**WHAT IS REQUIRED:** Lines in which "suit" appears should be pulled from the data below.
----------
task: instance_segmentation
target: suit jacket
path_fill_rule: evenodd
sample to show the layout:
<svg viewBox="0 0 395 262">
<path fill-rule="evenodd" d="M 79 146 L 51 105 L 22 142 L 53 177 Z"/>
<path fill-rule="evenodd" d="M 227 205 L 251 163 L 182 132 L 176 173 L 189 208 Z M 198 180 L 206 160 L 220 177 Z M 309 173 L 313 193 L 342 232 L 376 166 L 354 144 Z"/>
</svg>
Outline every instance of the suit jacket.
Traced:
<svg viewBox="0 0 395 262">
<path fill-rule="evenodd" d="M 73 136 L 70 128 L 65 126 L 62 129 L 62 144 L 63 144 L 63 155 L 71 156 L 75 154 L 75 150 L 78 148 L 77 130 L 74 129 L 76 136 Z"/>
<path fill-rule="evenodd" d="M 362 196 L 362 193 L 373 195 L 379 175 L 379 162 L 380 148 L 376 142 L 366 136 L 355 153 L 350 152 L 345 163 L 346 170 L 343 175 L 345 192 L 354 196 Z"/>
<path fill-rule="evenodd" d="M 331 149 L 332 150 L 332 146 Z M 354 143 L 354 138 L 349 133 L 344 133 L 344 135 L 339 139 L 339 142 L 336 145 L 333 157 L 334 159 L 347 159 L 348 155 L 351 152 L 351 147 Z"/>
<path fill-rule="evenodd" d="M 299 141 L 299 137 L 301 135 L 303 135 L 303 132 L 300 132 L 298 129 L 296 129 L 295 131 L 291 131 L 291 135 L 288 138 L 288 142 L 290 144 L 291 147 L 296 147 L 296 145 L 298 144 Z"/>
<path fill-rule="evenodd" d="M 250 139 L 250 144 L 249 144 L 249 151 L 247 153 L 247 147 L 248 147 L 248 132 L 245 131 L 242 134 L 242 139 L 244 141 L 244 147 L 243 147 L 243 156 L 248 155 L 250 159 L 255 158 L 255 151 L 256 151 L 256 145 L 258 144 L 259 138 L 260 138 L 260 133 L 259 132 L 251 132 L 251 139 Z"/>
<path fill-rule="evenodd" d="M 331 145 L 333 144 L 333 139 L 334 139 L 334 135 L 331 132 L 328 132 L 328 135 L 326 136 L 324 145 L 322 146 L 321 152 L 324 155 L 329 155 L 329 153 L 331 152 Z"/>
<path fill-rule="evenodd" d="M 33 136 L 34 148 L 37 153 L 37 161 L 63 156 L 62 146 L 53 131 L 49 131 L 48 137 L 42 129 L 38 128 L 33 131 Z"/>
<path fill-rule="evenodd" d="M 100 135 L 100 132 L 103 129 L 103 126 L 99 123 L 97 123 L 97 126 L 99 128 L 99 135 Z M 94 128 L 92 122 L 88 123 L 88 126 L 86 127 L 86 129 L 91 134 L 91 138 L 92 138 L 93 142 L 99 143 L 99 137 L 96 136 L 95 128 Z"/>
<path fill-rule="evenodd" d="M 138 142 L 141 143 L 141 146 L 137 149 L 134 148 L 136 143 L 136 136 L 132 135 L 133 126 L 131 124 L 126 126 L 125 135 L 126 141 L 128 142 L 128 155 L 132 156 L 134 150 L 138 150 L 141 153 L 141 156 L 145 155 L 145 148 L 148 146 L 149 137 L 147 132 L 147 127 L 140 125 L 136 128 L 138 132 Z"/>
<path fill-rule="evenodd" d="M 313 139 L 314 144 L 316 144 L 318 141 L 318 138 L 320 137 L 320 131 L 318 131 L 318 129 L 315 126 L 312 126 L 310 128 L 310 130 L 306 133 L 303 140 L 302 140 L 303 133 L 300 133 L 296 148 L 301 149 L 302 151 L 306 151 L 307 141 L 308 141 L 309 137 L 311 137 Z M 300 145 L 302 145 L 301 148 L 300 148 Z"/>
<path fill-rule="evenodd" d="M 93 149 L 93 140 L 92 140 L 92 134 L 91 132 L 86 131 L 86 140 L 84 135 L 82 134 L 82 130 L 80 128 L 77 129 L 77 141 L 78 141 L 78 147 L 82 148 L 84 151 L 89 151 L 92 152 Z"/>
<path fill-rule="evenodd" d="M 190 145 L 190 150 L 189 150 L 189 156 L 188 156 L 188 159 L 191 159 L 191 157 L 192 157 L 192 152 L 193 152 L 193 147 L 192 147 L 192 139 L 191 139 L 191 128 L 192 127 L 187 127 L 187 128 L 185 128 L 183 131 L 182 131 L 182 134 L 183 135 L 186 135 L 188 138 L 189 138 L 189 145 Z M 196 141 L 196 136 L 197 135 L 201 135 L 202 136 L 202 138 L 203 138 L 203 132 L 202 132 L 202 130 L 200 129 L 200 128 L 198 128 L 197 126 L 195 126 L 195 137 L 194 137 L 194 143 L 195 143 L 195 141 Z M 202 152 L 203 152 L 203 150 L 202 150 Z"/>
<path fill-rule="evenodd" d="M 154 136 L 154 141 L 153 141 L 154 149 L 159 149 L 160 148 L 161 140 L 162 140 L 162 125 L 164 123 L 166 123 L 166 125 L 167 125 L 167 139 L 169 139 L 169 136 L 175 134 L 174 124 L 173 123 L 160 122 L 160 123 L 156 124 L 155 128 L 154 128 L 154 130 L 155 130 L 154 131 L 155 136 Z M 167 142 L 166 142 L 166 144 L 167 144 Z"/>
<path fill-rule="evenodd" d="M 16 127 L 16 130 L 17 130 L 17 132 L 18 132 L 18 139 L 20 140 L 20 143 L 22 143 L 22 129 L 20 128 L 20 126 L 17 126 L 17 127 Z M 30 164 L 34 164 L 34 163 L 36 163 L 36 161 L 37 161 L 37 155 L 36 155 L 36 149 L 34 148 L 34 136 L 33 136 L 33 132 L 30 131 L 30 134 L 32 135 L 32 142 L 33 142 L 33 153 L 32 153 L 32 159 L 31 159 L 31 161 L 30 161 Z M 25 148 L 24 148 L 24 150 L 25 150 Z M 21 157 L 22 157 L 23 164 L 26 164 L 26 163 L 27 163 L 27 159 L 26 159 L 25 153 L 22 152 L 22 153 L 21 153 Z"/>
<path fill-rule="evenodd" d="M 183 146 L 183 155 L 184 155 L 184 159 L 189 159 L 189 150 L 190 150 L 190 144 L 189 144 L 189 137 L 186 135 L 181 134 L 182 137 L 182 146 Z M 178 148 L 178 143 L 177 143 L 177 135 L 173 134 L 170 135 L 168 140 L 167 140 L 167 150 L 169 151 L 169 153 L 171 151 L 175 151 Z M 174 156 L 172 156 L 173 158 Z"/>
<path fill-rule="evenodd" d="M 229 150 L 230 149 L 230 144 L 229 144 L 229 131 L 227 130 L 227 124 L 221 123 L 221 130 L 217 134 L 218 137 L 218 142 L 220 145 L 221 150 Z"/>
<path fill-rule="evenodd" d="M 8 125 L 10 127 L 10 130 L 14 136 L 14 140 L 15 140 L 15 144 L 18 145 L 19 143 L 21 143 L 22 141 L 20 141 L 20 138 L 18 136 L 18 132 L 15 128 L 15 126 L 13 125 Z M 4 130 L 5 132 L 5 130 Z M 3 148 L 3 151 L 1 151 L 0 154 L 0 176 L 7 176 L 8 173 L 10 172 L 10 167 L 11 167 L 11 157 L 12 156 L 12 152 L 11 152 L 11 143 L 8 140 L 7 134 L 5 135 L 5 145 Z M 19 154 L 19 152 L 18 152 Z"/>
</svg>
----------
**THE ANSWER:**
target: suit jacket
Outline every instance of the suit jacket.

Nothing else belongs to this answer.